ITEMS:
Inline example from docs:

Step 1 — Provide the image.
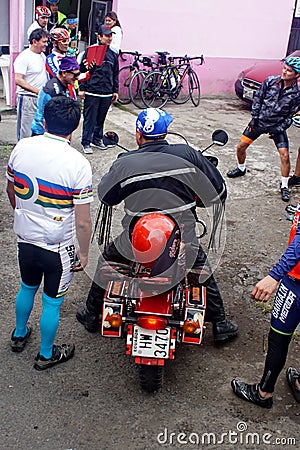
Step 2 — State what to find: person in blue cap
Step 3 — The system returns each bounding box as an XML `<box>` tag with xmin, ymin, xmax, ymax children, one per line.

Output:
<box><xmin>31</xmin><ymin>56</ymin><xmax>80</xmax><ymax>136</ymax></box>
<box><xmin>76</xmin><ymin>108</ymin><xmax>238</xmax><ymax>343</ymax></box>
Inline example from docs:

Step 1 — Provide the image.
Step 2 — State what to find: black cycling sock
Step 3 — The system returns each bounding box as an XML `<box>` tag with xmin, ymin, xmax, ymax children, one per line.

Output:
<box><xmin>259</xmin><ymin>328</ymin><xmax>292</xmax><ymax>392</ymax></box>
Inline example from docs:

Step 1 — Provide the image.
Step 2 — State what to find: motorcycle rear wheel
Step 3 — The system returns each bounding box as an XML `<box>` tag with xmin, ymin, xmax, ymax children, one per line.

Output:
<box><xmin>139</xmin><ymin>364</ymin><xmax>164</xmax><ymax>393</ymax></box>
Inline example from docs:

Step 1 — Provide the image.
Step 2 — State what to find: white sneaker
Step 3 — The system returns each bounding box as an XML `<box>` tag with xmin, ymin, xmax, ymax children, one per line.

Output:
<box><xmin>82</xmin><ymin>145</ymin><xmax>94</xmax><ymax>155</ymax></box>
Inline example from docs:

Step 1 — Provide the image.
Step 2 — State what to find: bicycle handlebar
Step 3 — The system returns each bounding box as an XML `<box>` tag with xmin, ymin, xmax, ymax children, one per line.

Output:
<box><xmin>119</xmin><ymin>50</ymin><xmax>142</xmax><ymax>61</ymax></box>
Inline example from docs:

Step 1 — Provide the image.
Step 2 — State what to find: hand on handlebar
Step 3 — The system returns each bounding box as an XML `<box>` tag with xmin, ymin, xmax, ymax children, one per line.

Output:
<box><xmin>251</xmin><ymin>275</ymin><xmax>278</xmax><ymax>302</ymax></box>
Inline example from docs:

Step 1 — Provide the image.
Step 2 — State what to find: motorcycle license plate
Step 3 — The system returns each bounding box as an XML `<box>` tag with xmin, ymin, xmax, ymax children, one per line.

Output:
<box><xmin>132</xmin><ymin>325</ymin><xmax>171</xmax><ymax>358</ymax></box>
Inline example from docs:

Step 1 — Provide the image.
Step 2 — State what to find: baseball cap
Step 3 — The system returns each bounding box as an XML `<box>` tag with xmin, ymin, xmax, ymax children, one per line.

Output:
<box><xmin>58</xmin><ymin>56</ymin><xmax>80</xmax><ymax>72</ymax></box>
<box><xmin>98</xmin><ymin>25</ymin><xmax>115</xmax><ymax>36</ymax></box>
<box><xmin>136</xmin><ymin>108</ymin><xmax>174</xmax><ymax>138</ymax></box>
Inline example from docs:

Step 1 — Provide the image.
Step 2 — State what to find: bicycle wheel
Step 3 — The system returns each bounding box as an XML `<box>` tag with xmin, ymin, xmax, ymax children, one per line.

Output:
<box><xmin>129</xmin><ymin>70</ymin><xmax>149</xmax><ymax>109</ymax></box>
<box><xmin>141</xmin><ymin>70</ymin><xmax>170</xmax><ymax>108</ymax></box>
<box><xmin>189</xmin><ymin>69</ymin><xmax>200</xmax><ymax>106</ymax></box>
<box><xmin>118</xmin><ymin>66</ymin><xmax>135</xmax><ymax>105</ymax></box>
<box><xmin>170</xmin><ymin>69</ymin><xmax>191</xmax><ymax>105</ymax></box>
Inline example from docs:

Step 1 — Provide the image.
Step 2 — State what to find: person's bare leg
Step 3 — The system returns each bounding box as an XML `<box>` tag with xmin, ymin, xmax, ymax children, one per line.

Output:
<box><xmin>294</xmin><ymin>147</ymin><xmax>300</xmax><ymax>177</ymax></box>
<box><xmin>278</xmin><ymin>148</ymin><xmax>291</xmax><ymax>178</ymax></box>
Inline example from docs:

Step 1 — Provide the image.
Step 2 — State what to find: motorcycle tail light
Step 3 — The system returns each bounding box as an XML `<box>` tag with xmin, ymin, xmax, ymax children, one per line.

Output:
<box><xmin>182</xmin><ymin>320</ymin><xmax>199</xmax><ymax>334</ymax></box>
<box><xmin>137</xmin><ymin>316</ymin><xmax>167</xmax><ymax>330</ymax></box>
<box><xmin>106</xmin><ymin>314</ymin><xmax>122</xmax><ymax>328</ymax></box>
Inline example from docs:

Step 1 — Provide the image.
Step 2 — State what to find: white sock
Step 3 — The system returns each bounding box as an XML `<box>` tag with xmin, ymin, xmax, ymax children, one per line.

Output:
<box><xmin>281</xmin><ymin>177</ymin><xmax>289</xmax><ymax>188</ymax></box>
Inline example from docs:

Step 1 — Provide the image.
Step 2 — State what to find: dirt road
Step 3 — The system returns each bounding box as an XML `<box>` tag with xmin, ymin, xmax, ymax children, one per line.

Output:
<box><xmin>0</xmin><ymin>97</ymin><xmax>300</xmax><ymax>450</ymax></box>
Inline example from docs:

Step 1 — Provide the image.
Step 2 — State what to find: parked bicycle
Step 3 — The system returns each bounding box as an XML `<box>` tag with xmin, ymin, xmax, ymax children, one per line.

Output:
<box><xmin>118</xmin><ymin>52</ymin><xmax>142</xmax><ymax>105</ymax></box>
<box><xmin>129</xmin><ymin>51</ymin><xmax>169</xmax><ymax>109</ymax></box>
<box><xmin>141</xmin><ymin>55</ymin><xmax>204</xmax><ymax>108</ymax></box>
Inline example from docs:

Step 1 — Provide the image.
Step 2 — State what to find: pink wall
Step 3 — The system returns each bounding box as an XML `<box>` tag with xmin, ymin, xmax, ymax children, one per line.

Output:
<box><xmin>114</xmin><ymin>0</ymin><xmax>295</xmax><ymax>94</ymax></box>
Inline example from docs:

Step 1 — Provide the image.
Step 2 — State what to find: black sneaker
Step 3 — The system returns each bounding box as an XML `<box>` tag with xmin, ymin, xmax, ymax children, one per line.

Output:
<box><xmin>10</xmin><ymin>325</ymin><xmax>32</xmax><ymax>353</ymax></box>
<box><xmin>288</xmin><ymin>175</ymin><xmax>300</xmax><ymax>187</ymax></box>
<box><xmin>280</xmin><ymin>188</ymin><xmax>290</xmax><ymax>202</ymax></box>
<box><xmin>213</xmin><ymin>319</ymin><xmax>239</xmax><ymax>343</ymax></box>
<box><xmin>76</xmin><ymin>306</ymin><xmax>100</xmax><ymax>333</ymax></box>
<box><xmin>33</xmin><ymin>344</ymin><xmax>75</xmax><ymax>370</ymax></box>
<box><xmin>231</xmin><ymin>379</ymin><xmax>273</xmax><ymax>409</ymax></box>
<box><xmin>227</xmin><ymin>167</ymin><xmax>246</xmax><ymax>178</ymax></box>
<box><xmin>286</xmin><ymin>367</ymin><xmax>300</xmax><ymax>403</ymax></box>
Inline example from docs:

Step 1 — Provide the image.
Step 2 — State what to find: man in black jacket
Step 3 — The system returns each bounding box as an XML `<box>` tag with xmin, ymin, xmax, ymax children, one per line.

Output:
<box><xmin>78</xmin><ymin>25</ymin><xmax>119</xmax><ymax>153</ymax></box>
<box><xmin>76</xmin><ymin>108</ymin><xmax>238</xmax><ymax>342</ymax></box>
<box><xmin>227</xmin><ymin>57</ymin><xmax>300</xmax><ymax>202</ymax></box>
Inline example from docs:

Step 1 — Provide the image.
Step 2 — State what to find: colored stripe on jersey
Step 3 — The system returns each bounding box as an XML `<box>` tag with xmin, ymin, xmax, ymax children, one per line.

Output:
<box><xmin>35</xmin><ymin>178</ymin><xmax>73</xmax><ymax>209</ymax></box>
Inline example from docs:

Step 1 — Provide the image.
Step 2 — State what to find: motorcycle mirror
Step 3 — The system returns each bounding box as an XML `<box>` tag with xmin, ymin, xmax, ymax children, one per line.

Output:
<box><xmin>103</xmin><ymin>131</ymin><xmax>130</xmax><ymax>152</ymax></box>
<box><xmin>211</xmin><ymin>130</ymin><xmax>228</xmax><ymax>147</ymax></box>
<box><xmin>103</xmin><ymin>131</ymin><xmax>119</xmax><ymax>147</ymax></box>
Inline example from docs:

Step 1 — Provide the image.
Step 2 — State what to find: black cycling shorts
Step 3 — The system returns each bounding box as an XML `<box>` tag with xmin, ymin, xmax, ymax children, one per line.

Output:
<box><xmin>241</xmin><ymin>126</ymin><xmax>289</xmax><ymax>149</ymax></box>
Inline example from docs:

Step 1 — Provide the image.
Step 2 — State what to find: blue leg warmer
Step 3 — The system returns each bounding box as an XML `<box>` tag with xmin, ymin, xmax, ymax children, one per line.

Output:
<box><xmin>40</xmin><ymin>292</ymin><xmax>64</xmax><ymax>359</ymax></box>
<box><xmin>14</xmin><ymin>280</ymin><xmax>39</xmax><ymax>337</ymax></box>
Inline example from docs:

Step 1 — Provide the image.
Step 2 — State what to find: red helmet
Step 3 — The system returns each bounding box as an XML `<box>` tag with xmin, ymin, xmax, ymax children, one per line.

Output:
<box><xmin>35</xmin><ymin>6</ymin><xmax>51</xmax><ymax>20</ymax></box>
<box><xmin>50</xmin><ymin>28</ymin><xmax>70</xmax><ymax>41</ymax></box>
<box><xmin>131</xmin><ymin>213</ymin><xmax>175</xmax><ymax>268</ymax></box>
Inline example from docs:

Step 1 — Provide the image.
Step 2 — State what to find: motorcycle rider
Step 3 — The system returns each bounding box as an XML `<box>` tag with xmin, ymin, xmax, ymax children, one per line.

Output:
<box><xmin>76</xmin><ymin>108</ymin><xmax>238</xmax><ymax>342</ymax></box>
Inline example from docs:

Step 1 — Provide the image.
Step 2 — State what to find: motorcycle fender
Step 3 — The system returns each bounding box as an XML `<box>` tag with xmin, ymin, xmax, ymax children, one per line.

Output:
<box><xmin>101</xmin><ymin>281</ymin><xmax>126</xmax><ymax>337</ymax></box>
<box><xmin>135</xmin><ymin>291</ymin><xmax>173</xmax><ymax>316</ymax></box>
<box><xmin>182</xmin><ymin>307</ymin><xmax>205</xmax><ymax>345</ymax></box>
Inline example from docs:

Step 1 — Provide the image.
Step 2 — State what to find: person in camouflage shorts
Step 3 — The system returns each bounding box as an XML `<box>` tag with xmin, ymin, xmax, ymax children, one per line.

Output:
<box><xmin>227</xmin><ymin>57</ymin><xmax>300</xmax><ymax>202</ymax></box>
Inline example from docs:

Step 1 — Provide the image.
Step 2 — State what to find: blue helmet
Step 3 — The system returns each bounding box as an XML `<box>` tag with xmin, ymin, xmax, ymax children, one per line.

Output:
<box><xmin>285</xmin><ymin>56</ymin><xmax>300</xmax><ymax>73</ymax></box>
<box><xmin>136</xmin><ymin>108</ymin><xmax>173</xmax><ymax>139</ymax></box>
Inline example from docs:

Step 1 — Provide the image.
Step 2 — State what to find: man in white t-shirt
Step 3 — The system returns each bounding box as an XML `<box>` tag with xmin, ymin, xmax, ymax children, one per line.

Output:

DIRECTIONS FOR THIS TASK:
Gather every line of the listing above that contains the word "blue" and copy each of those lines.

SOLUTION:
Step 2 — State what to find: person in blue cap
Step 2 — State what to find: blue leg warmer
Step 2 — State what to find: blue helmet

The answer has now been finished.